■ **DO THIS**:
Show each line of the data below that contains the string "cuff".
--- begin DATA FOR THIS TASK ---
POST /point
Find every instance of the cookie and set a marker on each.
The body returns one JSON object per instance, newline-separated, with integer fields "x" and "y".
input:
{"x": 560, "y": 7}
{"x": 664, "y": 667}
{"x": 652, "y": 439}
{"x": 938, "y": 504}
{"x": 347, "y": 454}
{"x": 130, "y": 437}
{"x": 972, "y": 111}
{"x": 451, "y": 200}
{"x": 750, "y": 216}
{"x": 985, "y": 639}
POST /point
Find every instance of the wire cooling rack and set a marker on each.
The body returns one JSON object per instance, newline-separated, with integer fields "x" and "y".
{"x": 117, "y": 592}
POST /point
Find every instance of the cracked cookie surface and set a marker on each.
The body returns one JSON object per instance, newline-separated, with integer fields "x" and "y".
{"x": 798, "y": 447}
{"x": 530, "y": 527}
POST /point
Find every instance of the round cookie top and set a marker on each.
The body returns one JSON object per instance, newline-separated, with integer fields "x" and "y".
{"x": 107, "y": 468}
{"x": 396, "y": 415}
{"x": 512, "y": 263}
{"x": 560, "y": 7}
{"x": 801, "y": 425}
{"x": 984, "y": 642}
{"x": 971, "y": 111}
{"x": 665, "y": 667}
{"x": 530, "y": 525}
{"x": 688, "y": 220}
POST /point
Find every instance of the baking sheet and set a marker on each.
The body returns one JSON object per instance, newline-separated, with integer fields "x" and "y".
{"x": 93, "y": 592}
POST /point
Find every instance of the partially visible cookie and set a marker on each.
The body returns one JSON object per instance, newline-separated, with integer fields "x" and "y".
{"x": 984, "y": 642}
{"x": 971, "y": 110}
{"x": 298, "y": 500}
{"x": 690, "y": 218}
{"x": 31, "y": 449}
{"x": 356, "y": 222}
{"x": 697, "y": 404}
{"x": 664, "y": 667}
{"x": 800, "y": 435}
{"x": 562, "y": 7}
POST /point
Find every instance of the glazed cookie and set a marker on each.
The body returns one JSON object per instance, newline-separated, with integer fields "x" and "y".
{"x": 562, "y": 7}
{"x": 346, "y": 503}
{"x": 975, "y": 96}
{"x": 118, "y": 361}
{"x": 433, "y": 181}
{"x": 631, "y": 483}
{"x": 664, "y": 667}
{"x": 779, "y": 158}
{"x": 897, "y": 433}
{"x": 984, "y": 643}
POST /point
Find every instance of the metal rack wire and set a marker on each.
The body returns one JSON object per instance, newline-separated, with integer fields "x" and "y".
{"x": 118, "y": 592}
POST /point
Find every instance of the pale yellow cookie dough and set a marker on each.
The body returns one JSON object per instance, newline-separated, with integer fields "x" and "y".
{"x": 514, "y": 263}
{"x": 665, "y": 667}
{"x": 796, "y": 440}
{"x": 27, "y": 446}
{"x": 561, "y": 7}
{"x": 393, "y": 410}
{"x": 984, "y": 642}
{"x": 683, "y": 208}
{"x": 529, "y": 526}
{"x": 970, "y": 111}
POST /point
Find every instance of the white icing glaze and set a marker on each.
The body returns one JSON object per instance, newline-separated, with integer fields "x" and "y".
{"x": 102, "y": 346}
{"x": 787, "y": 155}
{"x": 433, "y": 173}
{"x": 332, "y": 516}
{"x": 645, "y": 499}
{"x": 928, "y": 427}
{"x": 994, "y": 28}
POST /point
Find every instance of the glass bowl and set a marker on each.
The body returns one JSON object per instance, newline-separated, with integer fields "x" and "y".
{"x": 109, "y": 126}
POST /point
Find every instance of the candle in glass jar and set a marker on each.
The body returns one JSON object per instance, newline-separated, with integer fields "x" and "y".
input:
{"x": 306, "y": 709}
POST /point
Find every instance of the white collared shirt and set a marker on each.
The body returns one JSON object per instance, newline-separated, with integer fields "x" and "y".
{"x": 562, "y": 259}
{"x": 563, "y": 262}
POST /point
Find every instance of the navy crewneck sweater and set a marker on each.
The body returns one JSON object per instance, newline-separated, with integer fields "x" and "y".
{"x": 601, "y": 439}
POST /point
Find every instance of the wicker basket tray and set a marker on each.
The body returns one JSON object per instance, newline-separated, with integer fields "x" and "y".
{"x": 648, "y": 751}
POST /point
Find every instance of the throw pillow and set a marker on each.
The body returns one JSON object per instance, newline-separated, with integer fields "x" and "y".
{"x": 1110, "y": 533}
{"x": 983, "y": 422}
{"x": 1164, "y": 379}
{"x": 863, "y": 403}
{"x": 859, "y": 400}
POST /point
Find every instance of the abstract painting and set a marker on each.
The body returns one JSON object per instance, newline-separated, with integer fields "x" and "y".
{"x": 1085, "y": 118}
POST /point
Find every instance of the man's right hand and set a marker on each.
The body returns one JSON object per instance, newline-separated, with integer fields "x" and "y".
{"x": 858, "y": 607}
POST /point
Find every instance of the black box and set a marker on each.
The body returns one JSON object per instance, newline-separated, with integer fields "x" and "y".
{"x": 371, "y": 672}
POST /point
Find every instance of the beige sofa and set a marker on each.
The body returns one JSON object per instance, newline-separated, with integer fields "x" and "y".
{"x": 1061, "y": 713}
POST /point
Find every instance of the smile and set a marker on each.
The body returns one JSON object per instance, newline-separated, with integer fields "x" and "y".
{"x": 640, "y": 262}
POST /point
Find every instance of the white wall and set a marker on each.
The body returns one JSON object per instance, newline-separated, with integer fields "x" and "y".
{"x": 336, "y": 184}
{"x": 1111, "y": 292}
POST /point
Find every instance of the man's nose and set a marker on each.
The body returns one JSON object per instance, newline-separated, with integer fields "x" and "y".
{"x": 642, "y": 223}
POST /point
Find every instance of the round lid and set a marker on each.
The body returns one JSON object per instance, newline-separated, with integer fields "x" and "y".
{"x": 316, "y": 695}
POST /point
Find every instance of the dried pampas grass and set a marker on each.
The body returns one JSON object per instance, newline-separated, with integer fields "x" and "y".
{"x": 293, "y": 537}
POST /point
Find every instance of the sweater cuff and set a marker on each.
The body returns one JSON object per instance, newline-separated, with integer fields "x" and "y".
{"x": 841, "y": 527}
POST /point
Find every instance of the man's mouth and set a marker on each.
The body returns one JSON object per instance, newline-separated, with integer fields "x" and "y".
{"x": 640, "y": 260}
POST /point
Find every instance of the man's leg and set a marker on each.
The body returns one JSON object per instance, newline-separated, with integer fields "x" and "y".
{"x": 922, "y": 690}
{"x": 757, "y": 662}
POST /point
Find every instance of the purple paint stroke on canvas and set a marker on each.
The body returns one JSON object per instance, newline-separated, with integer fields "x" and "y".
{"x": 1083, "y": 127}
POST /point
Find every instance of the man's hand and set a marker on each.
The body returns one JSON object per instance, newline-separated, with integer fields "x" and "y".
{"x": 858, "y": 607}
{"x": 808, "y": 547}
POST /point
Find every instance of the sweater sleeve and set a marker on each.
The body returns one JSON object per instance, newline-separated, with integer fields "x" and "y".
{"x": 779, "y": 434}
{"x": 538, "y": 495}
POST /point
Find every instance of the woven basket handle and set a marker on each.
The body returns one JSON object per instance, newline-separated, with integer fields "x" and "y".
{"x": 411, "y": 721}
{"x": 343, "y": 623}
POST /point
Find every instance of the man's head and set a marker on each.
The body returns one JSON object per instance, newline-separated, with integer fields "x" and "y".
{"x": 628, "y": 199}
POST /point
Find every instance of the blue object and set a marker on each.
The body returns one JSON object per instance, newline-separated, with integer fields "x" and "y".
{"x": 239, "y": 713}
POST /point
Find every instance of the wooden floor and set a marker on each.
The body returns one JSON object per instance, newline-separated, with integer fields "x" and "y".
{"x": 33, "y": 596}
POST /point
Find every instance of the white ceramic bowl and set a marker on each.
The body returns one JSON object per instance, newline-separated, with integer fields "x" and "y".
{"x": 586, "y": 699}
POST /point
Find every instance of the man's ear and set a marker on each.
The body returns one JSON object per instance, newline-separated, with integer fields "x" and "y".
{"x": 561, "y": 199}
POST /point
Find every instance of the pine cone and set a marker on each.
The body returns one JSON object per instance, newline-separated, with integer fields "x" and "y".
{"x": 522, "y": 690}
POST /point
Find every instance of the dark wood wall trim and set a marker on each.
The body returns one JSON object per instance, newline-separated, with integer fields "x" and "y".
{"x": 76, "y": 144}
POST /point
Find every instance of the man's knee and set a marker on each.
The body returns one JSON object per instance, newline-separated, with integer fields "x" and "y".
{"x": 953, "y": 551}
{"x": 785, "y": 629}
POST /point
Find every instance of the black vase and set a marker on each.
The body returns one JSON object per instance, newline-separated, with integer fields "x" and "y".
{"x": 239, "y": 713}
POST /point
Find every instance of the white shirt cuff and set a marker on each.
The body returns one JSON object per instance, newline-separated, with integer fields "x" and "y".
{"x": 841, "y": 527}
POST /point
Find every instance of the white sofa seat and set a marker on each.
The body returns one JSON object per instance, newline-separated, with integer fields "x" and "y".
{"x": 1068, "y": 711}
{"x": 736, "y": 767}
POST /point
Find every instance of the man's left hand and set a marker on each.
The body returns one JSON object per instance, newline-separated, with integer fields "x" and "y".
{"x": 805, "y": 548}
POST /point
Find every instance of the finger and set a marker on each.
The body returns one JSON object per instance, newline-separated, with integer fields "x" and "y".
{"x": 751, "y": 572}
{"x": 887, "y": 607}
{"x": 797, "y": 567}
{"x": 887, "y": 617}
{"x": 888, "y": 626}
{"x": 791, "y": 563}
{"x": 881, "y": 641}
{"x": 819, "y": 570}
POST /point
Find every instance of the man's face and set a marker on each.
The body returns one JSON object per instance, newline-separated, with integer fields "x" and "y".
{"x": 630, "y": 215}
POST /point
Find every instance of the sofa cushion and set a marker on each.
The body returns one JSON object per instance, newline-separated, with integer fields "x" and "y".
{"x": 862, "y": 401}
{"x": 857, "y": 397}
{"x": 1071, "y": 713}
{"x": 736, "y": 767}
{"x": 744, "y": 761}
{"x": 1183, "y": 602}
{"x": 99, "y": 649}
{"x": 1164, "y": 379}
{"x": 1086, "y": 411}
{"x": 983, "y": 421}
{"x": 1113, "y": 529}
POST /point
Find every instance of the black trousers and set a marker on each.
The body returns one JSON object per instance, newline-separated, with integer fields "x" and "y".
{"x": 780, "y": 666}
--- end DATA FOR THIS TASK ---
■ **SOLUTION FOR THIS PROBLEM**:
Find every instance of the sweater cuff and set a marker on each.
Find every instance of the white shirt cuff and set a marker on each.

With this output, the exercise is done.